Parts of the exercise:
#1 In the concert review, who plays bass for Dan Reed Network?
#2 Pick up the concert review right after its final sentence and keep writing it.
====== Document ======
Rockin’ Into The Night / Burning Heart / The Search Is Over / I Can’t Hold Back / Vehicle / Sound Of Home/ High On You / Man Against The World / Heavy Metal / Is This Love? / Caught Up In You / Hold On Loosely / Eye Of The Tiger
There was possibly only one act on the bill who could have followed that sublime performance, and sure enough that is Dan Reed Network . The funk rock pioneers are making one of their increasingly common live appearances, marking a ‘Revival’ for both themselves and their music. And they’re obviously enjoying doing so, as it is not long before Reed himself is climbing on the security barriers and conducting the mass choir assembled before him, the initial bead of sweat on his loose grey T-shirt quickly developing into a soaked apron. Behind him on the stage, the band are having just as much fun: bassist Melvin Brannon II grooves eloquently, his slaps and runs perfectly counterpointing Dan Pred’s superb funkadelic drum patterns, while Brion James writhes, twists and poses with the ease of a guitarist half his age (he jokes in the green room afterwards that, at 60 years of age, he is the oldest member of the band and “the only one with any hair left!”), while demonstrating his ability to teach those same younger shredders a thing or two, as he wrenches every ounce of passion from his instrument. As for the set itself, well it is just wall-to-wall DRN classics, from the hypnotic bounce of ‘Under My Skin’ (which has even the security staff at the side of the stage air guitaring along), through the smooth dreamscape of ‘Rainbow Child’, the jumping ‘Ritual’ to the growling spit and polished venom of ‘Tiger In A Dress’, which once again proves that Reed and his Network of like-minded and incredibly talented musicians may be separated by many thousands of miles but are most definitely as of one mind and spirit. Quite possibly the single most inspiring set of the weekend.
====== Provided information ======
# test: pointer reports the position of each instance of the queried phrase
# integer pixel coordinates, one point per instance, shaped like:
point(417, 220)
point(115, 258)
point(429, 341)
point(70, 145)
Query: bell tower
======
Results for the exercise:
#1 Melvin Brannon II

#2
If T-shirt sales in the merchandise area during the day were anything to go by, one of the most anticipated bands of the weekend are tonight’s headliners, Gotthard , and certainly the crowd presses as close to the barrier as they can get when the house lights dim and the intro tape roars. These legions of fans are rewarded with just under 90 minutes of high-end, high-energy haute couture Euro-style melodic metal, which is clean cut, smooth and so well-polished that you can see the sheen in its own reflection. The Gotthard machine ticks with the precision of a Swiss watch, but nevertheless bumps and grinds with its boots in the dirt, mixing layers of light and shade, high melody and dense harmony with ease and exactitude. However, though extremely well written, produced and delivered, they just miss that killer edge to their clean well-rounded grooves, although they do provide an enjoyable conclusion to the day’s proceedings.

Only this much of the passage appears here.